■ Task directions
Exclude the pictures, then copy word for word the lines running from the beginning of the records through the line with "box: [381, 91, 440, 112]".

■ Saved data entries
•••

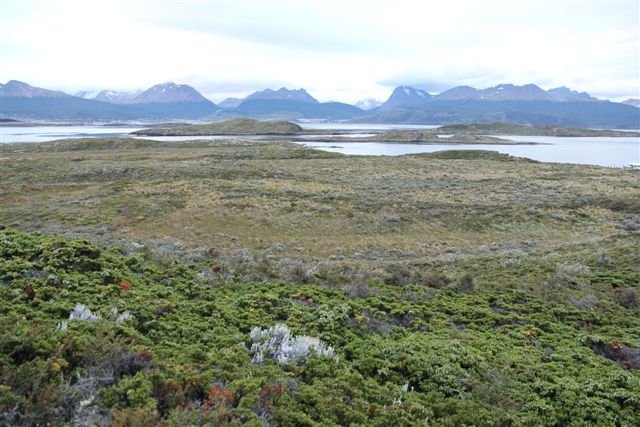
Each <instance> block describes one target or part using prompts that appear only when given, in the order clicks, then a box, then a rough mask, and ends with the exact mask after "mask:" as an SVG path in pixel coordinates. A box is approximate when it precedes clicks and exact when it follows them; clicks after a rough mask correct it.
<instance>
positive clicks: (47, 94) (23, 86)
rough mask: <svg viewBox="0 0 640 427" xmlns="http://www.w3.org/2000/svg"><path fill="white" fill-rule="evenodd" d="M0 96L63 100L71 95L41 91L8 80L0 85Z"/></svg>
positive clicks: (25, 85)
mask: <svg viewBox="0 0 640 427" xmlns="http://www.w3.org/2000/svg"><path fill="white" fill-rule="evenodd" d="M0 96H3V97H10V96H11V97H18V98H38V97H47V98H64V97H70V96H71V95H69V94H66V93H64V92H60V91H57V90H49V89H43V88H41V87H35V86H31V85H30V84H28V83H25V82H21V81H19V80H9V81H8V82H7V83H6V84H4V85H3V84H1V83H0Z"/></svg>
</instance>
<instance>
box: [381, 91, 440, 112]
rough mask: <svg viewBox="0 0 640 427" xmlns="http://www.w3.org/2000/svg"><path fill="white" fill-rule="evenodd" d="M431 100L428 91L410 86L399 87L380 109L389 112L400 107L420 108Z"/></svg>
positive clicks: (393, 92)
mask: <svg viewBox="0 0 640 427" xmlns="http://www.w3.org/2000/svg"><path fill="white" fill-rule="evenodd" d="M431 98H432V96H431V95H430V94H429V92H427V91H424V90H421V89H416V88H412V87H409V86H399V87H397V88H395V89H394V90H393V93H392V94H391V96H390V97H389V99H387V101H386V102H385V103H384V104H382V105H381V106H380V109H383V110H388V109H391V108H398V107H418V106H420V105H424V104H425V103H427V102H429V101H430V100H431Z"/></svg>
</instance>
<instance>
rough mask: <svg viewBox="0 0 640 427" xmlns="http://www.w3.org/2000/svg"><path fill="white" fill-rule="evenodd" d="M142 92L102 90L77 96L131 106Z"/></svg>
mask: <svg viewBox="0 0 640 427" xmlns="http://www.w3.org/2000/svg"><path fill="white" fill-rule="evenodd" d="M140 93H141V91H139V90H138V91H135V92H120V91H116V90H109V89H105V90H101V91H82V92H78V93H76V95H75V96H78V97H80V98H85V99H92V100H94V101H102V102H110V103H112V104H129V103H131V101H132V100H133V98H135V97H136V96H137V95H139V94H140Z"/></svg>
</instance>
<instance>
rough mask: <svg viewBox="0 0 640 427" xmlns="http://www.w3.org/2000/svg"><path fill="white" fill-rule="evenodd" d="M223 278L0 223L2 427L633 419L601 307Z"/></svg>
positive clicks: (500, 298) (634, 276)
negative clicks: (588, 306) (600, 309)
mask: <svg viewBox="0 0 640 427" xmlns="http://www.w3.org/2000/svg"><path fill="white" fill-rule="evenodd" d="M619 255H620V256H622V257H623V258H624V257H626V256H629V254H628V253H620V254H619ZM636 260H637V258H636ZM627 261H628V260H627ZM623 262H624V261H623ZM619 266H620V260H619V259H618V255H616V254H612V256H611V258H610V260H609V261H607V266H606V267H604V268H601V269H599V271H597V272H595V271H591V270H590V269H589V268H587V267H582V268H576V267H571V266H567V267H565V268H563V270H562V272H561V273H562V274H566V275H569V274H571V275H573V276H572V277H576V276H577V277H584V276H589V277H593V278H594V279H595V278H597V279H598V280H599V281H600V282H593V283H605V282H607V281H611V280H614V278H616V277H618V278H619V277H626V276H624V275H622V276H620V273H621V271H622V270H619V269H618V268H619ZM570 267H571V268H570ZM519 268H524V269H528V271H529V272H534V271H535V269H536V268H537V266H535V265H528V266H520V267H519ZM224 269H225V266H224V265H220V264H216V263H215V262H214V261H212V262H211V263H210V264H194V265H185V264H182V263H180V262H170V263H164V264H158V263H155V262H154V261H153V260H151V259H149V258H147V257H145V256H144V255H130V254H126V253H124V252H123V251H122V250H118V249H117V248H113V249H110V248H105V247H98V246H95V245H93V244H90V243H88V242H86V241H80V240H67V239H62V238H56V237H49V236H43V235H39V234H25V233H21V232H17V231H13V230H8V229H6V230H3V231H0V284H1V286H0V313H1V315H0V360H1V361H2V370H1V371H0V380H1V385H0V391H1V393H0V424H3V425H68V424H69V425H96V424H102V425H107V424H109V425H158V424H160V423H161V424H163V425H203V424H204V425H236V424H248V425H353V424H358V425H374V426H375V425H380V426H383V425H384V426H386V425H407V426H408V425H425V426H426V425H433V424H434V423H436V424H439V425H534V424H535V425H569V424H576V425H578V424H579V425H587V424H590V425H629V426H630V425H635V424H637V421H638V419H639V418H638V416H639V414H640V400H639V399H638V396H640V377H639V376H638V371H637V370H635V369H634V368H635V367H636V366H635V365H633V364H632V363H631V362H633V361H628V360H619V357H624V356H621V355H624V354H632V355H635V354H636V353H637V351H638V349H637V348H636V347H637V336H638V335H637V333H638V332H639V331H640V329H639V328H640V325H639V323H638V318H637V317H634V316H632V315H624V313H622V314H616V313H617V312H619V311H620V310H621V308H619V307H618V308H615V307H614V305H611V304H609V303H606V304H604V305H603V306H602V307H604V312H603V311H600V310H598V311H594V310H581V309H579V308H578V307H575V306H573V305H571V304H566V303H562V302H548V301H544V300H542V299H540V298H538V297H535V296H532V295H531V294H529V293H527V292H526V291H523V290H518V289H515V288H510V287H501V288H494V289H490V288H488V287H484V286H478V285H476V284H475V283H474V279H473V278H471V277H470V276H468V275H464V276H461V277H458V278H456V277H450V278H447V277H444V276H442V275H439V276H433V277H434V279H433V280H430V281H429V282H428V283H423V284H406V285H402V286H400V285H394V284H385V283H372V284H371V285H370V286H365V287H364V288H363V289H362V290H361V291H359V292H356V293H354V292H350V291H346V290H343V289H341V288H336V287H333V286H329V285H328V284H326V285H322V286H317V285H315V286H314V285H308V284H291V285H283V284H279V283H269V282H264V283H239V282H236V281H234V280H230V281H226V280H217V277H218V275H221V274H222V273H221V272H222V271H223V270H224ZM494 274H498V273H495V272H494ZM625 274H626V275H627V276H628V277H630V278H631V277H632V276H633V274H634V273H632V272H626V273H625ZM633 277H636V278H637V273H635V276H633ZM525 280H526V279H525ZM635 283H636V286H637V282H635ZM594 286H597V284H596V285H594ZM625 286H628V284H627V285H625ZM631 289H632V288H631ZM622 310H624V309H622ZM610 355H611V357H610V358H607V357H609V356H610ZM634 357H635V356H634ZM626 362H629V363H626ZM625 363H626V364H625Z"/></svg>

•••

■ Written solution
Each <instance> block describes one target or part using prompts that appear only when given, in the order clicks, then a box, then a rough mask, and ends with the exact mask after "mask:" as an SVG path in pixel coordinates. A box is approximate when it precedes clicks and exact when it follows them; clicks after a rough mask correct it.
<instance>
positive clicks: (47, 94) (23, 86)
rough mask: <svg viewBox="0 0 640 427" xmlns="http://www.w3.org/2000/svg"><path fill="white" fill-rule="evenodd" d="M0 96L63 100L71 95L41 91L8 80L0 85Z"/></svg>
positive clicks: (25, 85)
mask: <svg viewBox="0 0 640 427" xmlns="http://www.w3.org/2000/svg"><path fill="white" fill-rule="evenodd" d="M0 96H3V97H10V96H11V97H18V98H38V97H47V98H64V97H70V96H71V95H69V94H66V93H64V92H60V91H57V90H49V89H43V88H41V87H35V86H31V85H30V84H28V83H25V82H21V81H19V80H9V81H8V82H7V83H6V84H4V85H3V84H1V83H0Z"/></svg>
</instance>
<instance>
box: [381, 91, 440, 112]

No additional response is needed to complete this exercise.